Data shown:

━━━━━━

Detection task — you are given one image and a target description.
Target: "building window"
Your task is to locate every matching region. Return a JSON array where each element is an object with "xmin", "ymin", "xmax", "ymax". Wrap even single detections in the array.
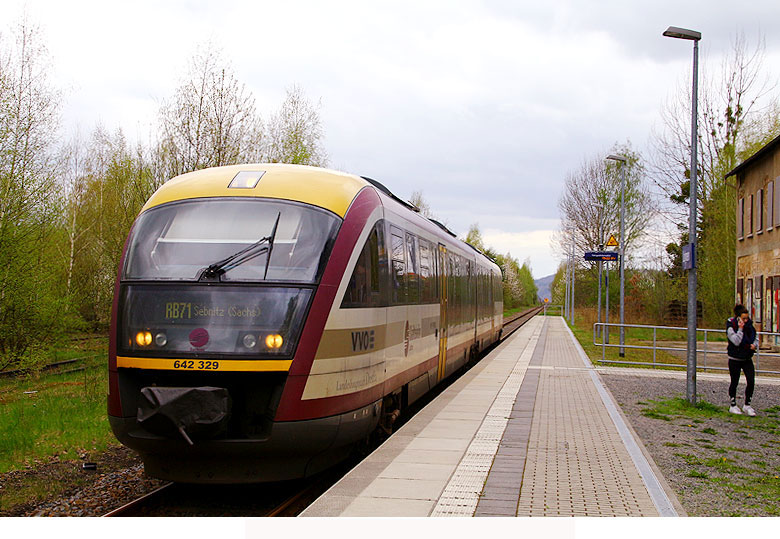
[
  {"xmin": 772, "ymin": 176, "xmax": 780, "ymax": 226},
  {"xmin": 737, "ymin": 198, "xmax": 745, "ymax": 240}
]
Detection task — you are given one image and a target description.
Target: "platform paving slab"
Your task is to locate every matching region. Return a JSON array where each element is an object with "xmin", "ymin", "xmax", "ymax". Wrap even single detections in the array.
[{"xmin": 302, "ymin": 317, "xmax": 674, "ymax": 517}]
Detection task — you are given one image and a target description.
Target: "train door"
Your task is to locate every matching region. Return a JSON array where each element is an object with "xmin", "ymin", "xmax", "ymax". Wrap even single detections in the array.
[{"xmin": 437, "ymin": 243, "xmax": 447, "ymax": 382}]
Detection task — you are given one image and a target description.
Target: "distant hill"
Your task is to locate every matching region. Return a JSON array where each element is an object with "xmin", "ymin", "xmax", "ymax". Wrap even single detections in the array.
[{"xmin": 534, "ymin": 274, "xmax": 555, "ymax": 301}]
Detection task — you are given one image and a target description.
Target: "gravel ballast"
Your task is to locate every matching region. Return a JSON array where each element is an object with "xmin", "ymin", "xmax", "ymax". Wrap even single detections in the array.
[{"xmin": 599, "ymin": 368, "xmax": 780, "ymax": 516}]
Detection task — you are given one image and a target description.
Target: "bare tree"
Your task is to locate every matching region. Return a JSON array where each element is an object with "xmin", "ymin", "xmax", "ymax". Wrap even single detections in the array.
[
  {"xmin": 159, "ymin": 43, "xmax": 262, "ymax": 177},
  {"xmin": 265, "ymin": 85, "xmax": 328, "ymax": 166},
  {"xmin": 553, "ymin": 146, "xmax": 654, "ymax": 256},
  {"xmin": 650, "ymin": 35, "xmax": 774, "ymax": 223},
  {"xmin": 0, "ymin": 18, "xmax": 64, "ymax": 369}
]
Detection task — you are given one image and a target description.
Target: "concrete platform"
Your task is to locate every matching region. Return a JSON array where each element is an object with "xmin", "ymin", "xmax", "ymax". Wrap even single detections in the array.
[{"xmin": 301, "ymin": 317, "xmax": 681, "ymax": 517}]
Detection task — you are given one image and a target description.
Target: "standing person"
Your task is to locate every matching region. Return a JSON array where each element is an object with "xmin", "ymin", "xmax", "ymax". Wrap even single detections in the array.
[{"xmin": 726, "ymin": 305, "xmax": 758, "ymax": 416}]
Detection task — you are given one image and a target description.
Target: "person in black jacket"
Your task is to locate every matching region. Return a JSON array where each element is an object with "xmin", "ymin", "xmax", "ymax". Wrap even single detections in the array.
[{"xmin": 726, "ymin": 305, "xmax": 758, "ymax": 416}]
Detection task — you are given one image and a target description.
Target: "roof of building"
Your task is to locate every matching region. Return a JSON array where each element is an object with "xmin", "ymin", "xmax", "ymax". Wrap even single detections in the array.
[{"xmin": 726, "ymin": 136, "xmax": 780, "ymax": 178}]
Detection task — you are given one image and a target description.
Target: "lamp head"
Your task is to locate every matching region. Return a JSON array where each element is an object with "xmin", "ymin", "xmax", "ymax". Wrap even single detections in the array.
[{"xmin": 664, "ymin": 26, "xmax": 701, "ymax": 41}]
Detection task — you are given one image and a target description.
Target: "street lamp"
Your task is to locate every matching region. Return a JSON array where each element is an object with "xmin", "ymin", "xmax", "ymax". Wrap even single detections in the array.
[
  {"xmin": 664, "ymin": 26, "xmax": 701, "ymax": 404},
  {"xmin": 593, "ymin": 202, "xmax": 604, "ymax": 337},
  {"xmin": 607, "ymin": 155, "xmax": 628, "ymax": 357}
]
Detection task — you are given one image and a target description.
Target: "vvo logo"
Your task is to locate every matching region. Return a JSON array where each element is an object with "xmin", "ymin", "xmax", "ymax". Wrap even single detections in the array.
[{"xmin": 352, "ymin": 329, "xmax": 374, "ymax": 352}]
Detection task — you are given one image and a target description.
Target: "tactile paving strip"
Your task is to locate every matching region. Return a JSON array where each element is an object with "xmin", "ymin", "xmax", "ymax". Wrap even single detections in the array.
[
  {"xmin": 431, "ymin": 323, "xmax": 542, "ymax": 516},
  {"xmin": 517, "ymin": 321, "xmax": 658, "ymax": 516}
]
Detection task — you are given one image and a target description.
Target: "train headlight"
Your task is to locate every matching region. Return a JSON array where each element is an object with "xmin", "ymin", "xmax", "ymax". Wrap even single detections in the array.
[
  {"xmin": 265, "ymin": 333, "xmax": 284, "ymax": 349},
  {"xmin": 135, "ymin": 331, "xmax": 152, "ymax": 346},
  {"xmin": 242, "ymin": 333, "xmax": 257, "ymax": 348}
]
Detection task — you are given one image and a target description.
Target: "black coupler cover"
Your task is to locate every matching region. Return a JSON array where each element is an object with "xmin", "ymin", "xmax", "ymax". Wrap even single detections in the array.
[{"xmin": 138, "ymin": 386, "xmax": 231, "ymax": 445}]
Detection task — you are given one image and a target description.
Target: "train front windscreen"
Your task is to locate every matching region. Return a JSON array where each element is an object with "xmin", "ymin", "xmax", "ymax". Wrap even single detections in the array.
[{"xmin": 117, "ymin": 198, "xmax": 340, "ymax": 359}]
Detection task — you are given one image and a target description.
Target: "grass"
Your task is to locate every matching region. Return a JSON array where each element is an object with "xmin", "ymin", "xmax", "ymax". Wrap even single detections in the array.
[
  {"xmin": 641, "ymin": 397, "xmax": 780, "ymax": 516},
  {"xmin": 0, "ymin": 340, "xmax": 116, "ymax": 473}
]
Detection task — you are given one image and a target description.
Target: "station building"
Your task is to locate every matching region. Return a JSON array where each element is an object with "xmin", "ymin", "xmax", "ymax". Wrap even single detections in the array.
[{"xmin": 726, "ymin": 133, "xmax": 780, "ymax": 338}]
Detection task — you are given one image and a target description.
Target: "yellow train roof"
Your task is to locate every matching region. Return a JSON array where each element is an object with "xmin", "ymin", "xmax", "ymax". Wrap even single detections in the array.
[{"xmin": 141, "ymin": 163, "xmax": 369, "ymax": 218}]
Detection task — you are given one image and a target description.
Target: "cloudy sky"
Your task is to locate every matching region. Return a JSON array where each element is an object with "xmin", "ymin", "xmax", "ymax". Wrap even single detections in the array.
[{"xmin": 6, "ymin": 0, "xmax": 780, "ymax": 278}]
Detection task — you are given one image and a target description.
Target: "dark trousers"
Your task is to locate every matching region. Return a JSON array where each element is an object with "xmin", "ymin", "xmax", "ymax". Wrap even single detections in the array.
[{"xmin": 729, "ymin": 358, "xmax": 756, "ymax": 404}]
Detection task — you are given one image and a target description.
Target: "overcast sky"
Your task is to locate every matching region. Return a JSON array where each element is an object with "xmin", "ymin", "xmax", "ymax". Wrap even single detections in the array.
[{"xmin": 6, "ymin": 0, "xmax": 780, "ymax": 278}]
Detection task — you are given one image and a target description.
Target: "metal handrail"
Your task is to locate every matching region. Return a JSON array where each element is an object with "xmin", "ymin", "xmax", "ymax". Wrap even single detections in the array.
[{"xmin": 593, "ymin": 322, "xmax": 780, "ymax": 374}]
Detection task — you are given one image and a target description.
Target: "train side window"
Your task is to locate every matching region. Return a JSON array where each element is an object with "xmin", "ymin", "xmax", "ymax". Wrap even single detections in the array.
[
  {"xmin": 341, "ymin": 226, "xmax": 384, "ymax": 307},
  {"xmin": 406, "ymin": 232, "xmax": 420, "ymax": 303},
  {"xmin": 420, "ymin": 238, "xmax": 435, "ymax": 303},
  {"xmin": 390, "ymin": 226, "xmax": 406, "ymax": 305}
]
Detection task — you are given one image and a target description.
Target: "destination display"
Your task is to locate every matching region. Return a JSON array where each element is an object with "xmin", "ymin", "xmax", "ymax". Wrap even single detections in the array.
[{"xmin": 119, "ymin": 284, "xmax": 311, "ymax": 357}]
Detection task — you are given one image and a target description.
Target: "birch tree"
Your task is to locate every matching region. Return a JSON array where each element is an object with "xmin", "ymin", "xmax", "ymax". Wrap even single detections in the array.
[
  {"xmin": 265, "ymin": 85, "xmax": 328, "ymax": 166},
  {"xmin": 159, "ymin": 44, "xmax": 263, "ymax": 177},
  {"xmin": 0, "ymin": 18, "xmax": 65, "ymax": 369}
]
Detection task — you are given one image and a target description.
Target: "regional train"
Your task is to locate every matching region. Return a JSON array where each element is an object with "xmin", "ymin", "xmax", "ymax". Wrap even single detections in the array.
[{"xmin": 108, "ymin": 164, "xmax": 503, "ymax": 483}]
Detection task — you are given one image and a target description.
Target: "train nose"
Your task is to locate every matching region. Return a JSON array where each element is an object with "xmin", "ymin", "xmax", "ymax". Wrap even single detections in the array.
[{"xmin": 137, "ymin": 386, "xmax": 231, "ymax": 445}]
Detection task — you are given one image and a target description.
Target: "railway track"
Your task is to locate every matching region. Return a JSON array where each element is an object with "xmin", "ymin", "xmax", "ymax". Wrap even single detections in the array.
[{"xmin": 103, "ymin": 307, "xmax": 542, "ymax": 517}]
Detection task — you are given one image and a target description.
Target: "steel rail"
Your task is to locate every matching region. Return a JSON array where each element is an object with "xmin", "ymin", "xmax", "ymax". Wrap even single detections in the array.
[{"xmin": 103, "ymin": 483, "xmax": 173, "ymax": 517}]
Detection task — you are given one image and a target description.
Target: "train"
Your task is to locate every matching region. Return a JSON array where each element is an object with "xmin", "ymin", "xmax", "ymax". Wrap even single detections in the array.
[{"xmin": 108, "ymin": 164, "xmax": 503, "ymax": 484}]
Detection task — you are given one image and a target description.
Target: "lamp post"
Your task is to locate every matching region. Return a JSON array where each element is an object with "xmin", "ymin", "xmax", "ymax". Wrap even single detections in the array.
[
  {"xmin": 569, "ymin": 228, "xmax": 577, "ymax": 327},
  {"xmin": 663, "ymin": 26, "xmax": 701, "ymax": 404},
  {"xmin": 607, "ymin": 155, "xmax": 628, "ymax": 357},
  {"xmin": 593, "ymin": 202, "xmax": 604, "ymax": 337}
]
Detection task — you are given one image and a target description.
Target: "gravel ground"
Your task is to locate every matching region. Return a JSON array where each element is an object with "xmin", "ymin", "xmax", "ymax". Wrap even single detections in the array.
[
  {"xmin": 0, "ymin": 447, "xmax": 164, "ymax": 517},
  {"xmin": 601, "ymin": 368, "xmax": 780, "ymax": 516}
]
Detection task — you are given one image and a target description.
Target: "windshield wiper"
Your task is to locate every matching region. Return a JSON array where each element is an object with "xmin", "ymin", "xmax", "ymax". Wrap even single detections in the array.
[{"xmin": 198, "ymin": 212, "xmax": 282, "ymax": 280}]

━━━━━━

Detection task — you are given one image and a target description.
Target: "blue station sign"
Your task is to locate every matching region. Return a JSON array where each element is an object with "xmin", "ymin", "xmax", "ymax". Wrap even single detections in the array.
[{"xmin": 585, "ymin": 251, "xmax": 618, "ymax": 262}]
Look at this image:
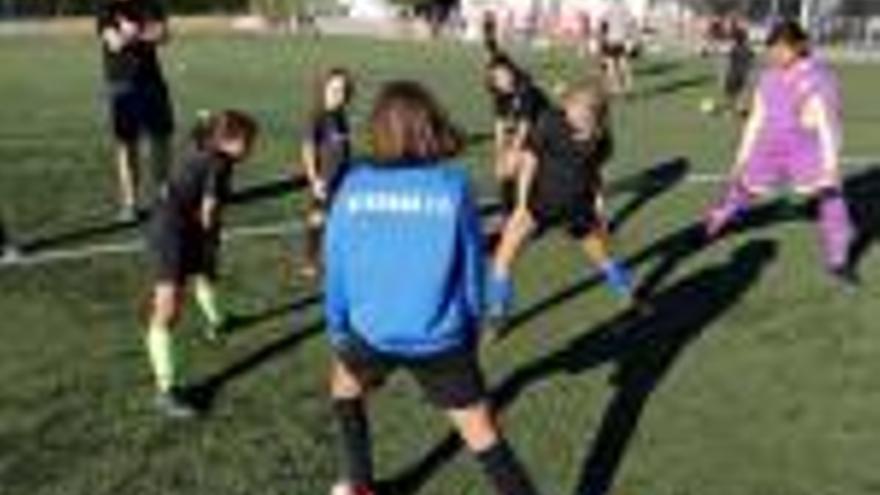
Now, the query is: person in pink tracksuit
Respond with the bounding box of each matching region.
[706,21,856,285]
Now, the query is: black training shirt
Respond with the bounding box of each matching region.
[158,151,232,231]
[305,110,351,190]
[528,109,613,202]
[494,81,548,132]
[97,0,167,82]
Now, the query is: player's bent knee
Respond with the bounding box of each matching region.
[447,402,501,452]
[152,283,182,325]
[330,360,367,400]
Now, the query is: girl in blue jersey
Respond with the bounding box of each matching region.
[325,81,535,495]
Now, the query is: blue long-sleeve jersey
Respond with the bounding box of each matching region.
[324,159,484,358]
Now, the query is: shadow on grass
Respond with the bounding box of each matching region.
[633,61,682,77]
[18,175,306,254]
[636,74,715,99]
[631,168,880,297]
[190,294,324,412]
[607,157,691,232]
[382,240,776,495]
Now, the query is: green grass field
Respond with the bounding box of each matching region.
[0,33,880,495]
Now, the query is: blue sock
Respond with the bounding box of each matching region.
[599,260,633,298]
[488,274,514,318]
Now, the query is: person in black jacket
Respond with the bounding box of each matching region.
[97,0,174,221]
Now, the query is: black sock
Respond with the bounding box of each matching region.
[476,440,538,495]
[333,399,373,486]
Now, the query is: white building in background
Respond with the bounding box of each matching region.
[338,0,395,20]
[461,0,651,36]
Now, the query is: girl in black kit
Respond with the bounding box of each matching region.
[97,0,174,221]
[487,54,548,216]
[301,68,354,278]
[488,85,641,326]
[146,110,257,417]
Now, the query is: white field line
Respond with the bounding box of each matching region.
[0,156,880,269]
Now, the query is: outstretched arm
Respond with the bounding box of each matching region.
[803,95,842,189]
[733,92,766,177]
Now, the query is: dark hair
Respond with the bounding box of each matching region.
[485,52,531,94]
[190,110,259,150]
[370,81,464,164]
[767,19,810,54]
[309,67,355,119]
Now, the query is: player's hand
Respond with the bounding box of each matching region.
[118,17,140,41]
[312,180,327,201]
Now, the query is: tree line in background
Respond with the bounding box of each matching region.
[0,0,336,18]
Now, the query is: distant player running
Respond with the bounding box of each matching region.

━━━━━━

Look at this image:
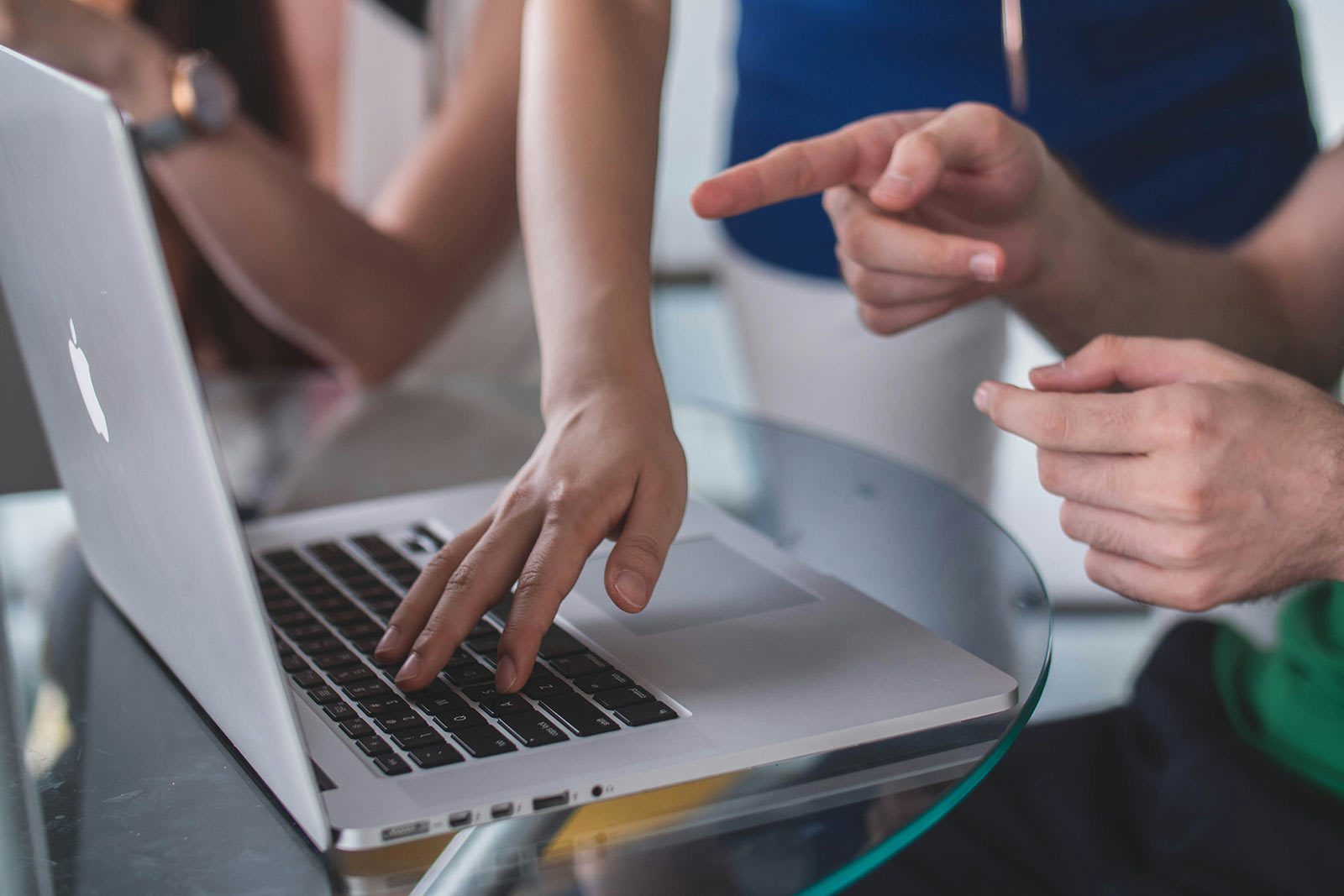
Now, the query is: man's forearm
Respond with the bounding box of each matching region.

━━━━━━

What is being asked: Arrange the records between the lines holding "Now, the query is: green grass field" and "[461,0,651,36]", inclusive, as a two-column CSV with the header query_text,result. Write one row per record, with each value in its own quoted field and line breaks replaced by spaces.

Finished answer:
query_text,result
"Now, the query is: green grass field Respond with the bounding box of each matching region.","[0,33,880,495]"
"Now, the query is: blue sock Respond with the bounding box of each matching region.","[599,260,633,298] [488,274,514,318]"
"Now, the query is: person in black jacket Respond with the bounding box of each matching region.","[97,0,174,221]"
"Now, the query is: black sock Respond with the bounding box of each matching region.","[476,440,538,495] [333,399,373,486]"
"Now, the query is: white building in background Respond with the bounding box of each matching region.","[338,0,395,20] [461,0,651,36]"